- **PROBLEM TO SOLVE**:
When you return the data, keep every line exactly as it is and leave out the pictures.
━━ INFORMATION
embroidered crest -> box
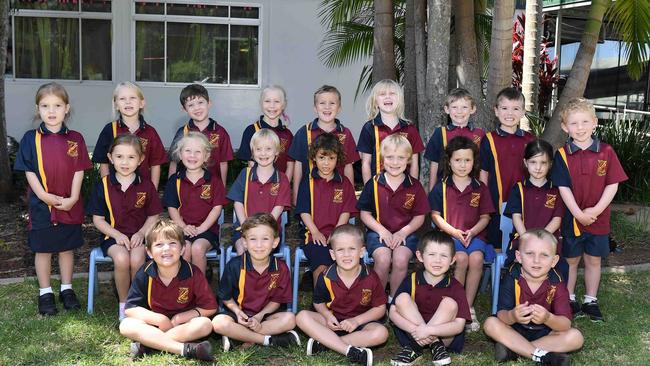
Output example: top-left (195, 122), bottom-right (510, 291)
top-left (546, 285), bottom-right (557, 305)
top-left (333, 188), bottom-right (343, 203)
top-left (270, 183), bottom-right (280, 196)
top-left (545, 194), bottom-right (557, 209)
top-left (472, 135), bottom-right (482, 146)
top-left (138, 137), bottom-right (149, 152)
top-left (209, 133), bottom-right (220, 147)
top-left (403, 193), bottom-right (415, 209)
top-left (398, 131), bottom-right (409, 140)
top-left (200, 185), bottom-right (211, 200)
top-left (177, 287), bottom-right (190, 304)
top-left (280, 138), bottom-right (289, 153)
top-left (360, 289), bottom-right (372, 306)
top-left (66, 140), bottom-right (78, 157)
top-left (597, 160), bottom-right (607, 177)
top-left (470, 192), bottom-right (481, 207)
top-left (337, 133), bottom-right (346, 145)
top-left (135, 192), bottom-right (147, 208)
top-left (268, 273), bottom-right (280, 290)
━━━━
- **ANSWER BOX**:
embroidered crest -> box
Output example: top-left (195, 122), bottom-right (510, 291)
top-left (546, 285), bottom-right (557, 305)
top-left (333, 188), bottom-right (343, 203)
top-left (270, 183), bottom-right (280, 196)
top-left (545, 194), bottom-right (557, 209)
top-left (472, 135), bottom-right (482, 146)
top-left (138, 137), bottom-right (149, 152)
top-left (209, 133), bottom-right (220, 147)
top-left (403, 193), bottom-right (415, 209)
top-left (398, 131), bottom-right (409, 140)
top-left (200, 185), bottom-right (211, 200)
top-left (177, 287), bottom-right (190, 304)
top-left (280, 138), bottom-right (289, 153)
top-left (360, 289), bottom-right (372, 306)
top-left (66, 140), bottom-right (78, 157)
top-left (597, 160), bottom-right (607, 177)
top-left (470, 192), bottom-right (481, 207)
top-left (337, 133), bottom-right (346, 145)
top-left (135, 192), bottom-right (147, 208)
top-left (268, 273), bottom-right (280, 290)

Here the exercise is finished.